- WHAT IS BEING ASKED: Please reproduce, word for word, everything in the listing below from the line containing "The service MUST return one point per instance of the large" down through the line containing "pixel 281 189", both of those lines included. Leave the pictures out of your answer.

- Stored items:
- - - -
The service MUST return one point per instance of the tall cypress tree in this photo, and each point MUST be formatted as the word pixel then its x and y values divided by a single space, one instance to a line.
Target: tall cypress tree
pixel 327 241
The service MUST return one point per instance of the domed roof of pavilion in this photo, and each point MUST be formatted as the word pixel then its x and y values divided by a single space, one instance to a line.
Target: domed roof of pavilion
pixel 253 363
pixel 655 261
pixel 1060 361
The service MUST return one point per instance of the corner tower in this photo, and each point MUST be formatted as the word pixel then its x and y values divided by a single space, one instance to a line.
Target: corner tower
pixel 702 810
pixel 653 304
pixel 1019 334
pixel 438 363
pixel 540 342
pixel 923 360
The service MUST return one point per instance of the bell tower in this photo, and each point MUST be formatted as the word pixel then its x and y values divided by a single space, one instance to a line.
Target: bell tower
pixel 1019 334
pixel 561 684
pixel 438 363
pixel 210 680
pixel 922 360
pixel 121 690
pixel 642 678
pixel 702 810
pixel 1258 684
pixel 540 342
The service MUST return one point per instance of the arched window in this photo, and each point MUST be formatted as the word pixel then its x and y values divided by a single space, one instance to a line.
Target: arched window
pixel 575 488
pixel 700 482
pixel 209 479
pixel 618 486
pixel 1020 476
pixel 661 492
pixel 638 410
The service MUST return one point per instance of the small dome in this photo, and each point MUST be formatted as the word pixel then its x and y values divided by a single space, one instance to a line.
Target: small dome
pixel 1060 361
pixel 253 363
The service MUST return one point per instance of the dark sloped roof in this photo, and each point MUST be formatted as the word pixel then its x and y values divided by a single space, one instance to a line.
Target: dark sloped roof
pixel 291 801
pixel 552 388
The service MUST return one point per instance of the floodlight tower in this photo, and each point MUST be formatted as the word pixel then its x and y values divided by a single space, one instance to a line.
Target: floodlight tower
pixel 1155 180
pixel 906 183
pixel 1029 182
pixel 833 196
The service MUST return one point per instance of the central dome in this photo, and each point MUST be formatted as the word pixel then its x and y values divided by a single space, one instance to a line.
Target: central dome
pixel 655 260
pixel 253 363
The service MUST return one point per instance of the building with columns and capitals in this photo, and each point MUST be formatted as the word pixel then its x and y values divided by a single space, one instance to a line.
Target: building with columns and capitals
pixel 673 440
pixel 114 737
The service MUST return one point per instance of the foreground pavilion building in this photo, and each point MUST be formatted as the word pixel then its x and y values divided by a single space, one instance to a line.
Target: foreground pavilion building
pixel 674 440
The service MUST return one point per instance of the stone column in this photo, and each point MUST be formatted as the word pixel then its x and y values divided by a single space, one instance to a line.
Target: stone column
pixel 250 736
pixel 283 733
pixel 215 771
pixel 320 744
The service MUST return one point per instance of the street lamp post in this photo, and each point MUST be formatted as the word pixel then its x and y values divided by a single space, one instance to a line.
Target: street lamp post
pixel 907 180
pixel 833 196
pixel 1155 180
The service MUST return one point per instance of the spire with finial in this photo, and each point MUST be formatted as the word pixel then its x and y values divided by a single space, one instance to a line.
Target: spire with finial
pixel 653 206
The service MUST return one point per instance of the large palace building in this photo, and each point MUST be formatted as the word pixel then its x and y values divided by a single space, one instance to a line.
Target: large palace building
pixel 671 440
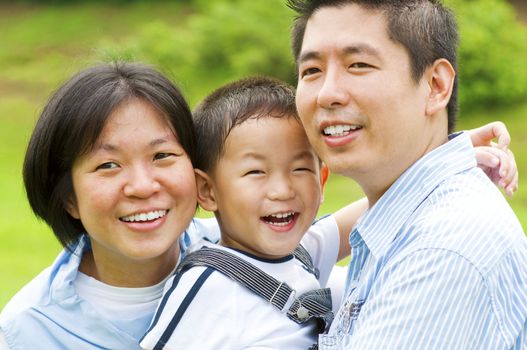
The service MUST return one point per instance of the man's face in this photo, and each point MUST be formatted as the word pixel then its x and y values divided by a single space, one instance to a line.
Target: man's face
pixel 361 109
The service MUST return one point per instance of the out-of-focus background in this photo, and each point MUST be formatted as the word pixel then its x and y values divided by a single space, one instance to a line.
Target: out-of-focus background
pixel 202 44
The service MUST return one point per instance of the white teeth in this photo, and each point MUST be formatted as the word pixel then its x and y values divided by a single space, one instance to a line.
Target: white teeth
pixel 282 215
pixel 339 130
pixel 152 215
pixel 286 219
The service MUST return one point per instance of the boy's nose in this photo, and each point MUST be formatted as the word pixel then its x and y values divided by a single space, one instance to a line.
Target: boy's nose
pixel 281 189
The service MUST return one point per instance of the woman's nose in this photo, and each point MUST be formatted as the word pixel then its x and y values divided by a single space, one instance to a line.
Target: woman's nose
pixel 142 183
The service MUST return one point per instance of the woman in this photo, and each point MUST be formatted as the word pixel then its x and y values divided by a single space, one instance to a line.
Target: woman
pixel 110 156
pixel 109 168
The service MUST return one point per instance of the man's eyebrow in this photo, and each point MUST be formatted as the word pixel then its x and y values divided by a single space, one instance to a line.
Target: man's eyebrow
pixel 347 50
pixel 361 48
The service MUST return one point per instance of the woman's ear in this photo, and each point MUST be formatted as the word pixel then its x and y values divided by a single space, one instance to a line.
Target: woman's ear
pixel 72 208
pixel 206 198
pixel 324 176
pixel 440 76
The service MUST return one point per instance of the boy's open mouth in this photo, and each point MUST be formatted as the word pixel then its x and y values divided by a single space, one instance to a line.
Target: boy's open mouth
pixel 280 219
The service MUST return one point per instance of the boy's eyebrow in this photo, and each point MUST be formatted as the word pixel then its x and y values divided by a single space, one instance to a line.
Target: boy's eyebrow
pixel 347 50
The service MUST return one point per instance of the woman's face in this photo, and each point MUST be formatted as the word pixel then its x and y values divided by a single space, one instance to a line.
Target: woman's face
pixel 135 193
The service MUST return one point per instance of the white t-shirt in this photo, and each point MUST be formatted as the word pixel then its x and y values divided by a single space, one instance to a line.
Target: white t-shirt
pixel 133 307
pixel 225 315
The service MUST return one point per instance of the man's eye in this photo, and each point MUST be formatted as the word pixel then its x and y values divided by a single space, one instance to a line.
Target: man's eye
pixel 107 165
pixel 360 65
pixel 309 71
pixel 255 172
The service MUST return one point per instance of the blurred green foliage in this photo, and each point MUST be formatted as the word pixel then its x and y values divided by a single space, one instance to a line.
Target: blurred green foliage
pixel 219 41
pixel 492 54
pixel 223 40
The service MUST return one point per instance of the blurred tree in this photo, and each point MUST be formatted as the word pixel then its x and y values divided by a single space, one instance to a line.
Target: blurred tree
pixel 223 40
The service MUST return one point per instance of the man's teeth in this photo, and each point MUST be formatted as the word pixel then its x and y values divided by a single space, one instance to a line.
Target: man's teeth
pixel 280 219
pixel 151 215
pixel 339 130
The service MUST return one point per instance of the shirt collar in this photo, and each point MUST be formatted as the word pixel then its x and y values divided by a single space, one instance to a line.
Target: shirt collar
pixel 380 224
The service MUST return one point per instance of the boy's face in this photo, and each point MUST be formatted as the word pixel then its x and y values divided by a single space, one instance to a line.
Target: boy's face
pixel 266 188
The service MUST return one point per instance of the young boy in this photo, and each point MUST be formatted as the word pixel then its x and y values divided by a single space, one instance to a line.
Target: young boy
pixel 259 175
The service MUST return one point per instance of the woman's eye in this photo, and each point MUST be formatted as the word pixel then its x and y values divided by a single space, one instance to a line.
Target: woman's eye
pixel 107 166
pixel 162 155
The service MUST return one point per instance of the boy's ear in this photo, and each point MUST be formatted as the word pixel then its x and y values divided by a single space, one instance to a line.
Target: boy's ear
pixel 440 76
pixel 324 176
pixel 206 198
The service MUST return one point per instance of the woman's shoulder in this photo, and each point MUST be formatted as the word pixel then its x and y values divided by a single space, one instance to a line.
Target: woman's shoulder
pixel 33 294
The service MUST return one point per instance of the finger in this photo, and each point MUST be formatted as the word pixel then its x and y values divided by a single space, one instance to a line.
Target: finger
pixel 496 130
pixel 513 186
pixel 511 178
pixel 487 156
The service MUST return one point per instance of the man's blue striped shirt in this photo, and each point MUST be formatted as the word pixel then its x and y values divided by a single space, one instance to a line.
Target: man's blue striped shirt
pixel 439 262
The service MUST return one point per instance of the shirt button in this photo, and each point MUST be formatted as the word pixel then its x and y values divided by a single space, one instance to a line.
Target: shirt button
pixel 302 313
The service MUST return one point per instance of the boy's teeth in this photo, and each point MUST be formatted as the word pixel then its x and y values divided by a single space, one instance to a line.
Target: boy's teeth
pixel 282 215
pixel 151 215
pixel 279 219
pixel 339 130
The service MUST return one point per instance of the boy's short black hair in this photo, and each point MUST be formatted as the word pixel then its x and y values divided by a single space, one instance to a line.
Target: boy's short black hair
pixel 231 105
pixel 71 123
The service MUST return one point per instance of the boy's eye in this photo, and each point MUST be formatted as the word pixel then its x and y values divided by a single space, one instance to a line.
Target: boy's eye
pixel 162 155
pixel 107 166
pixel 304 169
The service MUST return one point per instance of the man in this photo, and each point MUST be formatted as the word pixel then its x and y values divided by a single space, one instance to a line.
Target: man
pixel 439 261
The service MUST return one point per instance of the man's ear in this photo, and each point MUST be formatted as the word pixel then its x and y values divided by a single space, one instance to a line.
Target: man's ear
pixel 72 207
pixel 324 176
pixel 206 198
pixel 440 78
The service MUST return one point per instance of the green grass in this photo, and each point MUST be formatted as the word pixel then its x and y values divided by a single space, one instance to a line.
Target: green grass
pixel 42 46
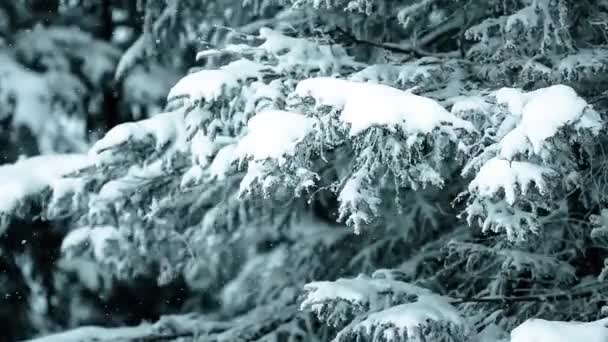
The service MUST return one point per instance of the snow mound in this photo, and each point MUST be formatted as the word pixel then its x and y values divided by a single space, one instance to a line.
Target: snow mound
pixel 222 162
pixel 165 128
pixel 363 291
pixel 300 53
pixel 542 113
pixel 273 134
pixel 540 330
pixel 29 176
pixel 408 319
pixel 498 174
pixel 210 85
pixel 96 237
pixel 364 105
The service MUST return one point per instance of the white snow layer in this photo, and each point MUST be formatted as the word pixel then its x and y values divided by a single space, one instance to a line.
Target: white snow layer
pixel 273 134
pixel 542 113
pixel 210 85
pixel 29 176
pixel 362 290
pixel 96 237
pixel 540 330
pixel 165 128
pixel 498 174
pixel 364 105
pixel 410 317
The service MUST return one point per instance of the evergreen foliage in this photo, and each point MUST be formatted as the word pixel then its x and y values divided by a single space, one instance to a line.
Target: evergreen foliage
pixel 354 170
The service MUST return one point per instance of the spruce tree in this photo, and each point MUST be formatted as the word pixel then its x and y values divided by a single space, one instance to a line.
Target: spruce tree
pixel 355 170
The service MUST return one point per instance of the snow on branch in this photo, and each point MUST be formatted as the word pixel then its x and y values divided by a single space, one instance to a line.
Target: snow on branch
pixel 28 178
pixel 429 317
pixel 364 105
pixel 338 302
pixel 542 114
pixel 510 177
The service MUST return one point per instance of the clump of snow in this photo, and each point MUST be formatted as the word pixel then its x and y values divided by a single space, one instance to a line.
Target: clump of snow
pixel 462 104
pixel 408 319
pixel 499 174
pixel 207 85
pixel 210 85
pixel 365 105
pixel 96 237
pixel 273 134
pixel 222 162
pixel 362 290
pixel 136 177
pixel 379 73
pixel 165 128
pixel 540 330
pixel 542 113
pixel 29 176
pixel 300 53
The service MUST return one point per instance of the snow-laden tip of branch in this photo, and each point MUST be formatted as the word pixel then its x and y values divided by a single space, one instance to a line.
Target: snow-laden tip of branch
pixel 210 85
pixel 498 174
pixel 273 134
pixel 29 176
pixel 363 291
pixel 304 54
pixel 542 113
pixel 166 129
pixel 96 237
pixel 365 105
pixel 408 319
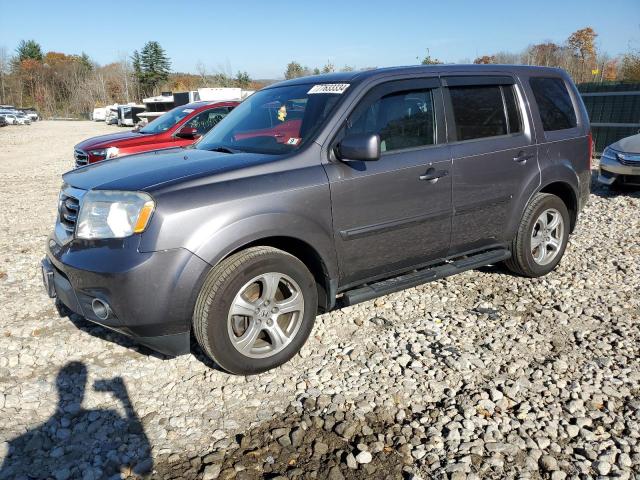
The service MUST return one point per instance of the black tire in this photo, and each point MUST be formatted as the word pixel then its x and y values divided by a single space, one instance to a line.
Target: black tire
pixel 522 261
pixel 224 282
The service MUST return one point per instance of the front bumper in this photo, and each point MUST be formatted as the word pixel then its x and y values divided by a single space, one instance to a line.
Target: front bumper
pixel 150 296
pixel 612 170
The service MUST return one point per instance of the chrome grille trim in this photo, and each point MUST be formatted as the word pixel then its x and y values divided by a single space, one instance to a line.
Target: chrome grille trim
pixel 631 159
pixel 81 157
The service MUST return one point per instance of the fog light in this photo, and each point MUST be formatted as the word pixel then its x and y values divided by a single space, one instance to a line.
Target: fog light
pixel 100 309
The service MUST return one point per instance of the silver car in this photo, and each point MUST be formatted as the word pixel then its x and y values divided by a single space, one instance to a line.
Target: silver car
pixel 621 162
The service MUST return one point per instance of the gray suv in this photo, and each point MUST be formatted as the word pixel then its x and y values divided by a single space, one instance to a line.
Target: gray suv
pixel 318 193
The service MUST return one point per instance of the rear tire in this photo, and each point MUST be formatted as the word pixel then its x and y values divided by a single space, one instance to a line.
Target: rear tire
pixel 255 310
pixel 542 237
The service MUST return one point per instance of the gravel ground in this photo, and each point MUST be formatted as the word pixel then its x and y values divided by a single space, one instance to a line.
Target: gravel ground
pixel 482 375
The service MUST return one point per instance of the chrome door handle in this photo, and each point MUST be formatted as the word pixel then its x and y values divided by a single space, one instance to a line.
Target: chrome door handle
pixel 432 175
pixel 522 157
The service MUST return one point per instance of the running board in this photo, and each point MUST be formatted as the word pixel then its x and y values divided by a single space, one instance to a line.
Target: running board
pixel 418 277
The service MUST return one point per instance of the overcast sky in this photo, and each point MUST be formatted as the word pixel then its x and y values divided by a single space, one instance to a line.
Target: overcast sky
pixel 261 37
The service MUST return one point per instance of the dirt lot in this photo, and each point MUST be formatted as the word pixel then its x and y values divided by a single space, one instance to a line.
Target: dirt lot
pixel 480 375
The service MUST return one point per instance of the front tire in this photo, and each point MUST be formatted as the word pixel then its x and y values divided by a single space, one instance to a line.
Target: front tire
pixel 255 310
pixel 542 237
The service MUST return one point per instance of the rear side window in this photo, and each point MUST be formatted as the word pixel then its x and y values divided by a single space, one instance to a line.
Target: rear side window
- - - -
- TASK RESPONSE:
The service MUST return one point per instance of the large palace building in this photo, and each point MUST be formatted as the word pixel then its x and y values divided by a single space, one instance to a line.
Target: large palace building
pixel 671 440
The service MUST return one point per instance of the man's face in this photo, and each point MUST be formatted as the word pixel then its x and y values divided by a single space, one instance to a line.
Target: man's face
pixel 361 109
The service MUST return one point per instance of the out-of-focus background in this photo, and each point MUST be formatted as the word pixel then its x and y values divided by a single space, one instance to a line.
Target: out-of-focus background
pixel 202 44
The service MUST return one point per instance of the white teeth in this photo, and each point MUST be formatted as the word pixel then its x and y values divided by a single space, one instance to a line.
Target: white teeth
pixel 282 215
pixel 339 130
pixel 152 215
pixel 286 219
The service MUST return one point per instance of the boy's nose in this photo, and each point MUST be formatted as the word pixel then its x and y values divided by a single space, one instance to a line.
Target: boy's nose
pixel 281 189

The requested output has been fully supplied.